GOAL - Pull out every line in the data below that contains the word "cube", and copy each one as it appears.

TASK MATERIAL -
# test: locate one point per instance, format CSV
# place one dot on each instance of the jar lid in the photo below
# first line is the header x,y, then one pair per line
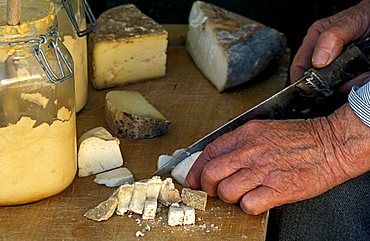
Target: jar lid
x,y
37,17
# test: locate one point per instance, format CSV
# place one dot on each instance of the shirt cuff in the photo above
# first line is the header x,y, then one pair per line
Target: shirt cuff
x,y
359,100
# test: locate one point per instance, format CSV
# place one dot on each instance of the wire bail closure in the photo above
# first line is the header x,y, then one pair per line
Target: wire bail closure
x,y
89,14
55,76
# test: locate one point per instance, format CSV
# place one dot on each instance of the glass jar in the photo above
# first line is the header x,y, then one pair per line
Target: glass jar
x,y
37,107
72,26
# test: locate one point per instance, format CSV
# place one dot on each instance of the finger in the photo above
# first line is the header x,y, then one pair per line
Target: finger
x,y
260,200
328,47
232,188
226,165
220,146
358,81
302,60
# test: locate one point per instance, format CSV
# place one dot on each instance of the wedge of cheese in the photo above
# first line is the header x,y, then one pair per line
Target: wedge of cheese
x,y
228,48
129,114
98,151
127,46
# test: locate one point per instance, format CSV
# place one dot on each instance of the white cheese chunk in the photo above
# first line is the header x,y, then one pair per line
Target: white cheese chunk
x,y
98,151
124,195
175,216
137,202
115,177
127,46
228,48
129,114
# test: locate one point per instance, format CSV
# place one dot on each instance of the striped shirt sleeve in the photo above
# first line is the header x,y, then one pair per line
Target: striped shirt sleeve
x,y
359,100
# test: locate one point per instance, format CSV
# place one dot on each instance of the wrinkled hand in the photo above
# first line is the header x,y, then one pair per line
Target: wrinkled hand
x,y
268,163
326,38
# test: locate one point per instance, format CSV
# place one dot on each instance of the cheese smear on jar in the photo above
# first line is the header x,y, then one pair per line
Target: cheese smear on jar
x,y
27,173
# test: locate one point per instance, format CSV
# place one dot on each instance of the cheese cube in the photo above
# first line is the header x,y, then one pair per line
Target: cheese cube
x,y
138,197
175,216
98,151
150,208
127,46
194,198
189,214
169,194
124,195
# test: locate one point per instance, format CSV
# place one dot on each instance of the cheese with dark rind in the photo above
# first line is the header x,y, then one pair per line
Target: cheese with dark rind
x,y
129,114
126,46
228,48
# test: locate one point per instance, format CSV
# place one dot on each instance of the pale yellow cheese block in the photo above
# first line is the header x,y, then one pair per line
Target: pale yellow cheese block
x,y
127,46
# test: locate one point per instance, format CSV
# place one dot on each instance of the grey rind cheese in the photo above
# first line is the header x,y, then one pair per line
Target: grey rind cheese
x,y
228,48
129,114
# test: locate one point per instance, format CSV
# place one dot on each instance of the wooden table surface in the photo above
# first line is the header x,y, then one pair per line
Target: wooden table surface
x,y
194,108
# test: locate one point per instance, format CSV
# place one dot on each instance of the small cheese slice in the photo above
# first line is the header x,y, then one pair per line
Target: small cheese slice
x,y
169,194
194,198
129,114
228,48
137,202
124,195
103,211
98,151
175,215
127,46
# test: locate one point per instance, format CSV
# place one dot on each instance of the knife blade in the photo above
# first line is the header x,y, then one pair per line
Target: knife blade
x,y
295,101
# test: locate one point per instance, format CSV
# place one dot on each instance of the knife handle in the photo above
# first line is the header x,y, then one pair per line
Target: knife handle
x,y
320,83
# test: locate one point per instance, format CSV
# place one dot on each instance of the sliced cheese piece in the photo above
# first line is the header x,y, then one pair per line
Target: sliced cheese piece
x,y
127,46
194,198
129,114
115,177
98,151
103,211
137,202
228,48
124,195
175,216
180,172
169,194
150,208
189,215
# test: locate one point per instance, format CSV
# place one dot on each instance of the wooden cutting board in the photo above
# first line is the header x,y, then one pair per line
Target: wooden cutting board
x,y
195,108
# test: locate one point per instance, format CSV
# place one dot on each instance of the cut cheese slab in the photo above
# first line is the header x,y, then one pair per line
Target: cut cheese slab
x,y
228,48
127,46
129,114
98,151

SOLVED EXERCISE -
# place one dot on each instance of the cheese cube in the photo above
Target: cheese cube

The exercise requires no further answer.